Dunkle schwere Wolken hängen oft über den Baumkronen des Regenwaldes. Die hohen Gipfel der beiden erloschenen Vulkane Kahuzi und Biéga, die dem Nationalpark Kahuzi-Biéga ihren Namen geben, sind selten klar auszumachen. Wer mit dem Auto 30 Minuten von der Provinzhauptstadt Bukavu im Osten der Demokratischen Republik Kongo in den Dschungel fährt, passiert neben dem Hauptquartier der Parkverwaltung ein handgemaltes großes Schild mit einer deutschen und einer kongolesischen Flagge: „Finanzkooperation“ steht dort in roten und blauen Lettern.

Der Kahuzi-Biéga-Nationalpark ist das älteste Kleinod der deutschen Entwicklungszusammenarbeit im Kongo. Seit den 1980er Jahren finanziert die Bundesregierung den Schutz dieses Regenwaldes mit seinen seltenen Flachlandgorillas inmitten eines Kriegsgebiets.

Doch jetzt häufen sich Berichte, dass die Parkwächter, die auch mit deutschen Steuergeldern bezahlt werden, Verbrechen begehen – an der ärmsten Bevölkerungsgruppe des Landes, den Twa, auch Pygmäen genannt.

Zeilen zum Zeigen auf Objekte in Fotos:
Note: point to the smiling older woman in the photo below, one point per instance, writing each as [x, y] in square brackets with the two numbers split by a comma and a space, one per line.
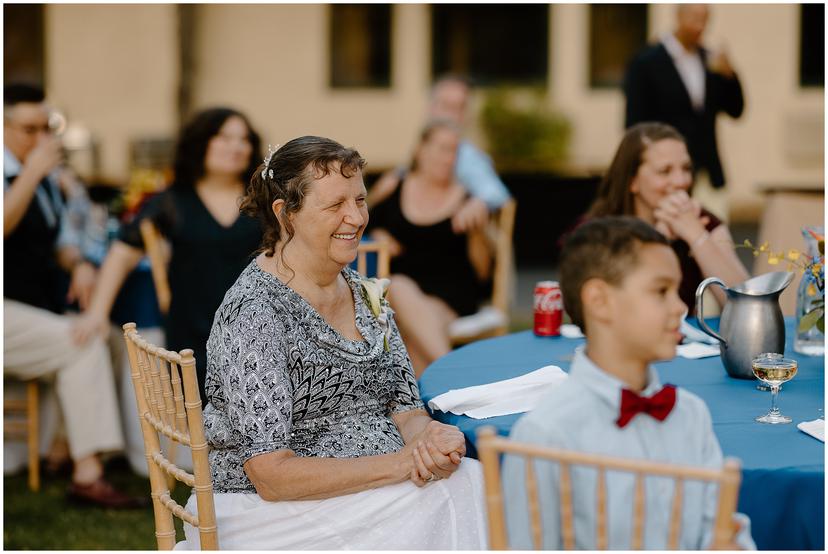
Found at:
[318, 436]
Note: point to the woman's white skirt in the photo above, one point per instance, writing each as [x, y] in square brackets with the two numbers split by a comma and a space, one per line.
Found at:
[448, 514]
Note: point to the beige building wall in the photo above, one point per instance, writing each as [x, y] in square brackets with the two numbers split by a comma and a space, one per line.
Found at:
[115, 68]
[277, 71]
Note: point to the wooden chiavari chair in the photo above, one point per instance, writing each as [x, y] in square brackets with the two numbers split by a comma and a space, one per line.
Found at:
[20, 422]
[490, 446]
[496, 322]
[169, 404]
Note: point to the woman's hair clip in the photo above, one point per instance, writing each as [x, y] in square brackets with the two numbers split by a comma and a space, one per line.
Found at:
[270, 151]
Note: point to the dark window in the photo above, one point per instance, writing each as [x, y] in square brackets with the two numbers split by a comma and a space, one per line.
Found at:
[812, 45]
[491, 44]
[23, 43]
[616, 33]
[360, 45]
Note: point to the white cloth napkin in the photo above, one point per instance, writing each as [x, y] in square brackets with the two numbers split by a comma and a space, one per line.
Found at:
[511, 396]
[815, 428]
[696, 350]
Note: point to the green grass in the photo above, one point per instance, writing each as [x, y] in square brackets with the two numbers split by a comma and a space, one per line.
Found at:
[45, 520]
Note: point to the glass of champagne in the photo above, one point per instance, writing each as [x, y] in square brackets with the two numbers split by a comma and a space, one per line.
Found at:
[773, 369]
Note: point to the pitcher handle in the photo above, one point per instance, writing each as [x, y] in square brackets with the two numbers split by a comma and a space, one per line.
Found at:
[699, 307]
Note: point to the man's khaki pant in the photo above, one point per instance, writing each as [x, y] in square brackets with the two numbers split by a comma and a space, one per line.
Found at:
[37, 343]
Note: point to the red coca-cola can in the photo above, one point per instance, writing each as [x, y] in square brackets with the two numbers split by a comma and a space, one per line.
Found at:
[548, 309]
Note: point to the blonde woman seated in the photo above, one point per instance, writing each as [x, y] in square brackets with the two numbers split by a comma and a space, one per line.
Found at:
[318, 436]
[650, 177]
[441, 260]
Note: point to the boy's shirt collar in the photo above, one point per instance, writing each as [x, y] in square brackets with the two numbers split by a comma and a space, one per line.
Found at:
[606, 386]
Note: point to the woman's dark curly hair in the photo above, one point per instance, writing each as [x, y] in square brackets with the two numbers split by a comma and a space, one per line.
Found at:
[191, 148]
[287, 176]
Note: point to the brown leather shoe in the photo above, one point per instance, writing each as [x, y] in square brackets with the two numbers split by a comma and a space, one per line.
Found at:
[102, 493]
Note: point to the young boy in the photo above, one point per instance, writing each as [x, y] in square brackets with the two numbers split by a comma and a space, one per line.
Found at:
[619, 279]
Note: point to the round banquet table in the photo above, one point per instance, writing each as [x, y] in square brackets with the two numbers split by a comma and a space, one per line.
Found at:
[783, 468]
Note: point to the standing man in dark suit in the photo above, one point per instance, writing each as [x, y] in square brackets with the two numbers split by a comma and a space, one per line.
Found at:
[679, 82]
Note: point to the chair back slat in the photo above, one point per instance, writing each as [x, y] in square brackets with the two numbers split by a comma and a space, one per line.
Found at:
[728, 479]
[534, 505]
[723, 527]
[567, 523]
[675, 514]
[153, 244]
[501, 281]
[601, 509]
[166, 391]
[488, 456]
[638, 513]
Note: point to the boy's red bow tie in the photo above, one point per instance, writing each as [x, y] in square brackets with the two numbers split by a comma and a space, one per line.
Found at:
[658, 405]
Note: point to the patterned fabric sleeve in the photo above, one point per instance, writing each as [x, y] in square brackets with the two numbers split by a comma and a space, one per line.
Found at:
[248, 380]
[406, 394]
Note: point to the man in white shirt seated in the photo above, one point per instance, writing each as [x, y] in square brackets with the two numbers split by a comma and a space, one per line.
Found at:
[619, 280]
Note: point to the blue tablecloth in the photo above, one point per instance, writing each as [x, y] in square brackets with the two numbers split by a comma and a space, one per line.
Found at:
[783, 469]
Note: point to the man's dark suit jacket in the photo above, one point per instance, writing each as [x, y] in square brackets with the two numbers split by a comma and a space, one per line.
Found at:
[655, 92]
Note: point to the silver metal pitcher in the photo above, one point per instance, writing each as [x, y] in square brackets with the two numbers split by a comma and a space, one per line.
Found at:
[751, 321]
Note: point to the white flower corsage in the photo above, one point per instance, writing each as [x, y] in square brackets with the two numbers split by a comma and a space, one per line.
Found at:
[374, 291]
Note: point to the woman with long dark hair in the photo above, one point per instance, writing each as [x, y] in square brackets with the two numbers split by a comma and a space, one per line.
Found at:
[650, 177]
[216, 155]
[441, 270]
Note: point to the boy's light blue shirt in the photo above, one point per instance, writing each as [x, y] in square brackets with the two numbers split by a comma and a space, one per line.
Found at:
[580, 415]
[476, 173]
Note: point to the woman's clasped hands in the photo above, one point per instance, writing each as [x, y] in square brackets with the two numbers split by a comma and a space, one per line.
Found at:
[435, 452]
[680, 217]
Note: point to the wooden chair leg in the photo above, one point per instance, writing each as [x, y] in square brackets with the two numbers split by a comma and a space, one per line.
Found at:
[33, 435]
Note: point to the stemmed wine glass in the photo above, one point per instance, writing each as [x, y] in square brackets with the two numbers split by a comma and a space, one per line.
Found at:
[773, 369]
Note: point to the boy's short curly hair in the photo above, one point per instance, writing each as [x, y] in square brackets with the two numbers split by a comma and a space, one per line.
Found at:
[604, 248]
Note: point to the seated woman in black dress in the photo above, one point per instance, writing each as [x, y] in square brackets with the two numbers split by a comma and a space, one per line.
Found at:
[440, 264]
[198, 214]
[650, 177]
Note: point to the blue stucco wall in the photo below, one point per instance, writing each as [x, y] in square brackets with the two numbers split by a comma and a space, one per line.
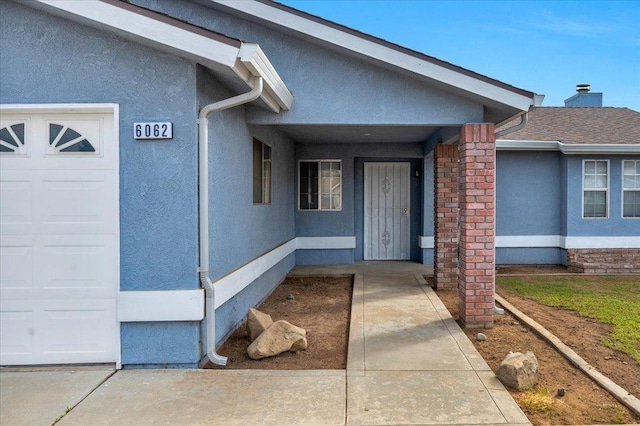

> **Aufgaben**
1/ Nenne alle Eigennamen von Bergen, Orten, Schutzgebieten und Staaten im ersten Absatz des Textausschnitts.
2/ Wie lange fährt man laut Textausschnitt mit dem Auto von Bukavu in den Dschungel? Bitte antworte in einem Satz.
Die Zeilen sind eigenständiges Material und gehören nicht zum Textausschnitt.

> **Lösungen je Aufgabe**
1/ Kahuzi, Biéga, Nationalpark Kahuzi-Biéga, Bukavu, Demokratische Republik Kongo

2/ Die Fahrt dauert 30 Minuten.